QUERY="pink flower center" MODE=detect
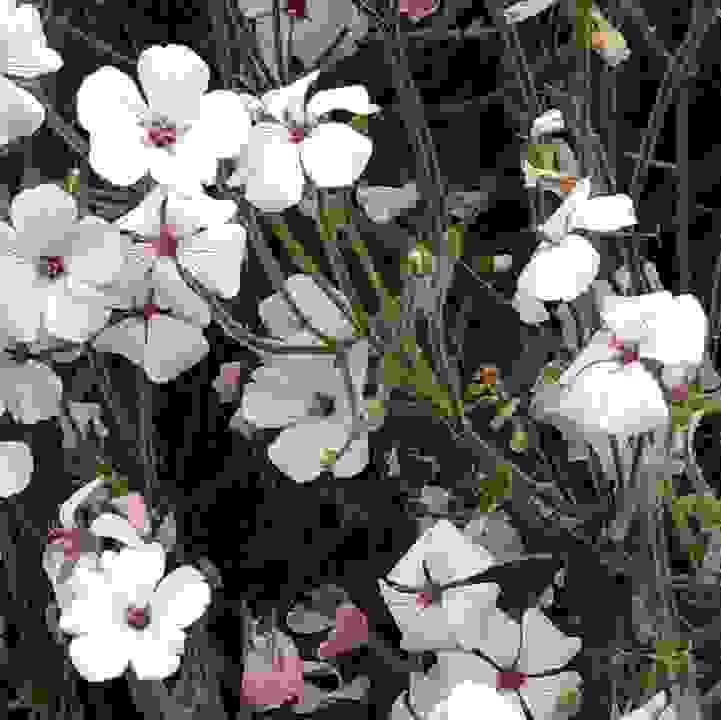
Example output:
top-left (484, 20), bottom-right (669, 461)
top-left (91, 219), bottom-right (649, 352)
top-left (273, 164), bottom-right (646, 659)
top-left (126, 605), bottom-right (150, 630)
top-left (143, 303), bottom-right (160, 320)
top-left (41, 255), bottom-right (65, 279)
top-left (285, 0), bottom-right (306, 18)
top-left (288, 127), bottom-right (305, 145)
top-left (48, 528), bottom-right (80, 560)
top-left (496, 670), bottom-right (528, 690)
top-left (671, 383), bottom-right (688, 402)
top-left (146, 224), bottom-right (178, 258)
top-left (146, 125), bottom-right (178, 147)
top-left (223, 365), bottom-right (240, 387)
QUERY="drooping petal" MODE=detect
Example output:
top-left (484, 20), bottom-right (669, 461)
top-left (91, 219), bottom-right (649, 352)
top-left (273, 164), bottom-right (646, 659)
top-left (144, 315), bottom-right (210, 383)
top-left (178, 223), bottom-right (246, 298)
top-left (306, 85), bottom-right (380, 118)
top-left (76, 65), bottom-right (148, 138)
top-left (518, 234), bottom-right (601, 301)
top-left (0, 75), bottom-right (45, 147)
top-left (0, 440), bottom-right (35, 498)
top-left (258, 70), bottom-right (320, 124)
top-left (10, 183), bottom-right (78, 249)
top-left (150, 565), bottom-right (210, 628)
top-left (138, 44), bottom-right (210, 125)
top-left (520, 672), bottom-right (581, 720)
top-left (2, 360), bottom-right (63, 425)
top-left (151, 258), bottom-right (210, 327)
top-left (518, 608), bottom-right (581, 675)
top-left (44, 283), bottom-right (110, 342)
top-left (245, 123), bottom-right (307, 212)
top-left (300, 122), bottom-right (373, 188)
top-left (268, 418), bottom-right (349, 483)
top-left (69, 632), bottom-right (132, 682)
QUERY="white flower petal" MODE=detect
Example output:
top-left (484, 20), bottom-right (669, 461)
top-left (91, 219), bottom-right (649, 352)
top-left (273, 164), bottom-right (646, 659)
top-left (76, 65), bottom-right (148, 138)
top-left (0, 440), bottom-right (35, 498)
top-left (178, 223), bottom-right (246, 298)
top-left (69, 631), bottom-right (132, 682)
top-left (144, 315), bottom-right (210, 383)
top-left (245, 123), bottom-right (307, 212)
top-left (306, 85), bottom-right (380, 118)
top-left (138, 44), bottom-right (210, 124)
top-left (300, 122), bottom-right (373, 188)
top-left (518, 608), bottom-right (581, 675)
top-left (150, 565), bottom-right (210, 628)
top-left (0, 75), bottom-right (45, 146)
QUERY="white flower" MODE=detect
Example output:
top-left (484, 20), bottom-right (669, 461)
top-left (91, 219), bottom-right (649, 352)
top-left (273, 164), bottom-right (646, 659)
top-left (0, 0), bottom-right (63, 146)
top-left (246, 71), bottom-right (380, 212)
top-left (0, 440), bottom-right (35, 498)
top-left (77, 44), bottom-right (250, 193)
top-left (518, 178), bottom-right (636, 301)
top-left (0, 184), bottom-right (129, 342)
top-left (93, 300), bottom-right (210, 383)
top-left (59, 543), bottom-right (210, 682)
top-left (116, 186), bottom-right (246, 327)
top-left (400, 608), bottom-right (581, 720)
top-left (378, 520), bottom-right (500, 650)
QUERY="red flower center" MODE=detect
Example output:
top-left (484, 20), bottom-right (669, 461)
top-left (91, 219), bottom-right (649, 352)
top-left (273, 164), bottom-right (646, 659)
top-left (146, 125), bottom-right (178, 147)
top-left (285, 0), bottom-right (306, 18)
top-left (288, 127), bottom-right (305, 145)
top-left (146, 224), bottom-right (178, 258)
top-left (43, 255), bottom-right (65, 279)
top-left (126, 606), bottom-right (150, 630)
top-left (496, 670), bottom-right (528, 690)
top-left (143, 303), bottom-right (160, 320)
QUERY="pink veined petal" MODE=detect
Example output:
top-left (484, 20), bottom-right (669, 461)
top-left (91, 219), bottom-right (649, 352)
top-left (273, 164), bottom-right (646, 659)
top-left (138, 44), bottom-right (210, 124)
top-left (151, 258), bottom-right (211, 327)
top-left (77, 65), bottom-right (148, 138)
top-left (245, 123), bottom-right (305, 212)
top-left (144, 315), bottom-right (210, 383)
top-left (130, 636), bottom-right (180, 680)
top-left (44, 282), bottom-right (110, 342)
top-left (10, 183), bottom-right (78, 249)
top-left (178, 223), bottom-right (246, 298)
top-left (519, 672), bottom-right (581, 720)
top-left (306, 85), bottom-right (380, 118)
top-left (0, 440), bottom-right (35, 498)
top-left (69, 631), bottom-right (132, 682)
top-left (0, 360), bottom-right (63, 425)
top-left (268, 418), bottom-right (348, 483)
top-left (150, 565), bottom-right (211, 628)
top-left (518, 608), bottom-right (581, 675)
top-left (300, 122), bottom-right (373, 187)
top-left (261, 70), bottom-right (320, 122)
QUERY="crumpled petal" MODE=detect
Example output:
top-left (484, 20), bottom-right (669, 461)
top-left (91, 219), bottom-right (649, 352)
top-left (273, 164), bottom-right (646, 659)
top-left (300, 122), bottom-right (373, 188)
top-left (0, 440), bottom-right (35, 498)
top-left (245, 123), bottom-right (307, 212)
top-left (138, 43), bottom-right (210, 125)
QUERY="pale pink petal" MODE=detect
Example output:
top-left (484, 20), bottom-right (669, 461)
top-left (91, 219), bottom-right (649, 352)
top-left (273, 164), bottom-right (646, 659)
top-left (300, 122), bottom-right (373, 188)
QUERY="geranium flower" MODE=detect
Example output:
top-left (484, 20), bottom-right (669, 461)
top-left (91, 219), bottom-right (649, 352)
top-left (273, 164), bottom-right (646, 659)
top-left (59, 543), bottom-right (210, 682)
top-left (115, 186), bottom-right (246, 327)
top-left (0, 0), bottom-right (63, 146)
top-left (0, 330), bottom-right (63, 425)
top-left (240, 70), bottom-right (380, 212)
top-left (518, 178), bottom-right (636, 301)
top-left (0, 184), bottom-right (129, 342)
top-left (0, 440), bottom-right (35, 498)
top-left (93, 293), bottom-right (210, 383)
top-left (396, 608), bottom-right (581, 720)
top-left (238, 0), bottom-right (368, 76)
top-left (77, 44), bottom-right (250, 193)
top-left (378, 520), bottom-right (500, 650)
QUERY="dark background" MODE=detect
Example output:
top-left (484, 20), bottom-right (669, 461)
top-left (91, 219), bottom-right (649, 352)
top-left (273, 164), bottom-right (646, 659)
top-left (2, 0), bottom-right (721, 720)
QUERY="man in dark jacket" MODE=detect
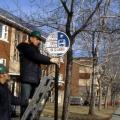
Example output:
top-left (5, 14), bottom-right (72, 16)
top-left (0, 64), bottom-right (20, 120)
top-left (17, 31), bottom-right (58, 116)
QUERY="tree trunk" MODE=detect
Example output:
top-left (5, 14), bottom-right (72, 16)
top-left (98, 80), bottom-right (102, 110)
top-left (104, 86), bottom-right (109, 109)
top-left (62, 47), bottom-right (72, 120)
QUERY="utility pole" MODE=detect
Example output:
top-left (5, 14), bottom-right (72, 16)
top-left (89, 31), bottom-right (96, 115)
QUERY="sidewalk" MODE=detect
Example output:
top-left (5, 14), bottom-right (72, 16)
top-left (110, 107), bottom-right (120, 120)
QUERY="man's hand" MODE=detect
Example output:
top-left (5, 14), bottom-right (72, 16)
top-left (50, 58), bottom-right (60, 64)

_ _ _

Problem to solve.
Transcribe all of the items above without any changes, and leave the pictures out of your answer.

Solution.
QUERY="pink flower center" MODE=detect
Example output:
top-left (484, 20), bottom-right (669, 461)
top-left (91, 219), bottom-right (649, 352)
top-left (273, 164), bottom-right (646, 659)
top-left (126, 605), bottom-right (150, 630)
top-left (143, 303), bottom-right (160, 320)
top-left (41, 255), bottom-right (65, 279)
top-left (285, 0), bottom-right (306, 18)
top-left (288, 127), bottom-right (305, 145)
top-left (48, 528), bottom-right (80, 560)
top-left (496, 670), bottom-right (528, 690)
top-left (671, 383), bottom-right (688, 402)
top-left (146, 224), bottom-right (178, 258)
top-left (146, 125), bottom-right (178, 147)
top-left (223, 365), bottom-right (240, 387)
QUERY="drooping petal" MODE=detect
Example output:
top-left (484, 20), bottom-right (669, 461)
top-left (91, 219), bottom-right (649, 352)
top-left (273, 164), bottom-right (646, 659)
top-left (144, 315), bottom-right (210, 383)
top-left (178, 223), bottom-right (246, 298)
top-left (306, 85), bottom-right (380, 118)
top-left (76, 65), bottom-right (148, 138)
top-left (518, 234), bottom-right (601, 301)
top-left (0, 75), bottom-right (45, 147)
top-left (0, 440), bottom-right (35, 498)
top-left (258, 70), bottom-right (320, 124)
top-left (10, 183), bottom-right (78, 249)
top-left (150, 565), bottom-right (210, 628)
top-left (138, 44), bottom-right (210, 125)
top-left (520, 672), bottom-right (581, 720)
top-left (2, 360), bottom-right (63, 425)
top-left (151, 258), bottom-right (210, 327)
top-left (518, 608), bottom-right (581, 675)
top-left (44, 283), bottom-right (110, 342)
top-left (245, 123), bottom-right (307, 212)
top-left (300, 122), bottom-right (373, 188)
top-left (268, 418), bottom-right (349, 483)
top-left (69, 632), bottom-right (132, 682)
QUERY="white flower petal" MODE=detect
Example output:
top-left (484, 20), bottom-right (669, 461)
top-left (91, 219), bottom-right (649, 352)
top-left (273, 164), bottom-right (646, 659)
top-left (76, 65), bottom-right (148, 138)
top-left (0, 440), bottom-right (35, 498)
top-left (178, 223), bottom-right (246, 298)
top-left (69, 631), bottom-right (132, 682)
top-left (144, 315), bottom-right (210, 383)
top-left (245, 123), bottom-right (307, 212)
top-left (306, 85), bottom-right (380, 118)
top-left (138, 44), bottom-right (210, 124)
top-left (300, 122), bottom-right (373, 188)
top-left (518, 608), bottom-right (581, 675)
top-left (150, 565), bottom-right (210, 628)
top-left (0, 75), bottom-right (45, 146)
QUERY="white flower" MODE=detect
Example output:
top-left (484, 20), bottom-right (669, 461)
top-left (91, 219), bottom-right (649, 352)
top-left (273, 164), bottom-right (646, 659)
top-left (0, 0), bottom-right (63, 146)
top-left (246, 71), bottom-right (380, 212)
top-left (0, 440), bottom-right (35, 498)
top-left (77, 44), bottom-right (250, 193)
top-left (518, 178), bottom-right (636, 301)
top-left (0, 184), bottom-right (129, 342)
top-left (93, 300), bottom-right (210, 383)
top-left (59, 543), bottom-right (210, 682)
top-left (116, 186), bottom-right (246, 327)
top-left (400, 608), bottom-right (581, 720)
top-left (378, 520), bottom-right (500, 650)
QUERY="red flower center" MODE=detect
Example output:
top-left (484, 20), bottom-right (669, 461)
top-left (91, 219), bottom-right (649, 352)
top-left (273, 164), bottom-right (646, 659)
top-left (146, 125), bottom-right (178, 147)
top-left (285, 0), bottom-right (306, 18)
top-left (288, 127), bottom-right (305, 145)
top-left (146, 224), bottom-right (178, 258)
top-left (43, 255), bottom-right (65, 279)
top-left (126, 606), bottom-right (150, 630)
top-left (496, 670), bottom-right (528, 690)
top-left (143, 303), bottom-right (160, 320)
QUERY="pink veined petal" MODE=detect
Example output:
top-left (484, 20), bottom-right (669, 461)
top-left (91, 219), bottom-right (649, 352)
top-left (273, 164), bottom-right (646, 659)
top-left (138, 44), bottom-right (210, 124)
top-left (151, 258), bottom-right (211, 327)
top-left (77, 65), bottom-right (148, 138)
top-left (245, 123), bottom-right (305, 212)
top-left (144, 315), bottom-right (210, 383)
top-left (130, 636), bottom-right (180, 680)
top-left (44, 282), bottom-right (110, 342)
top-left (10, 183), bottom-right (78, 249)
top-left (178, 223), bottom-right (246, 298)
top-left (519, 672), bottom-right (581, 720)
top-left (306, 85), bottom-right (380, 118)
top-left (0, 440), bottom-right (35, 498)
top-left (69, 631), bottom-right (132, 682)
top-left (0, 360), bottom-right (63, 425)
top-left (268, 418), bottom-right (348, 483)
top-left (150, 565), bottom-right (211, 628)
top-left (518, 608), bottom-right (581, 675)
top-left (300, 122), bottom-right (373, 187)
top-left (261, 70), bottom-right (320, 122)
QUERY="crumpled petal" MODE=detect
Example output:
top-left (484, 20), bottom-right (669, 461)
top-left (91, 219), bottom-right (649, 352)
top-left (273, 164), bottom-right (646, 659)
top-left (300, 122), bottom-right (373, 188)
top-left (0, 440), bottom-right (35, 498)
top-left (245, 123), bottom-right (307, 212)
top-left (138, 43), bottom-right (210, 125)
QUERY="pale pink petal" MODE=detect
Example output:
top-left (484, 20), bottom-right (669, 461)
top-left (91, 219), bottom-right (649, 352)
top-left (273, 164), bottom-right (646, 659)
top-left (300, 122), bottom-right (373, 188)
QUERY="geranium flower" MODE=detect
Example output:
top-left (484, 20), bottom-right (669, 461)
top-left (91, 219), bottom-right (649, 352)
top-left (273, 164), bottom-right (646, 659)
top-left (59, 543), bottom-right (210, 682)
top-left (115, 186), bottom-right (246, 327)
top-left (0, 0), bottom-right (63, 146)
top-left (0, 330), bottom-right (63, 425)
top-left (240, 70), bottom-right (380, 212)
top-left (518, 178), bottom-right (636, 301)
top-left (0, 184), bottom-right (129, 342)
top-left (0, 440), bottom-right (35, 498)
top-left (93, 293), bottom-right (210, 383)
top-left (396, 608), bottom-right (581, 720)
top-left (238, 0), bottom-right (368, 76)
top-left (77, 44), bottom-right (250, 193)
top-left (378, 520), bottom-right (500, 650)
QUERY="dark background" MODE=detect
Example output:
top-left (484, 20), bottom-right (669, 461)
top-left (91, 219), bottom-right (649, 352)
top-left (273, 164), bottom-right (646, 659)
top-left (2, 0), bottom-right (721, 720)
QUERY="man in dark jacket" MODE=detect
Example output:
top-left (5, 14), bottom-right (72, 16)
top-left (0, 64), bottom-right (20, 120)
top-left (17, 31), bottom-right (58, 116)
QUERY="tree trunk" MODE=detect
Example output:
top-left (5, 14), bottom-right (72, 16)
top-left (98, 80), bottom-right (102, 110)
top-left (104, 86), bottom-right (109, 109)
top-left (62, 47), bottom-right (72, 120)
QUERY="utility pole" MODE=detect
Example output:
top-left (5, 14), bottom-right (72, 16)
top-left (89, 31), bottom-right (96, 115)
QUERY="sidewalk" MODE=detect
Example output:
top-left (5, 14), bottom-right (72, 16)
top-left (110, 107), bottom-right (120, 120)
QUERY="man's hand" MODE=detect
Example output:
top-left (5, 14), bottom-right (72, 16)
top-left (50, 58), bottom-right (60, 64)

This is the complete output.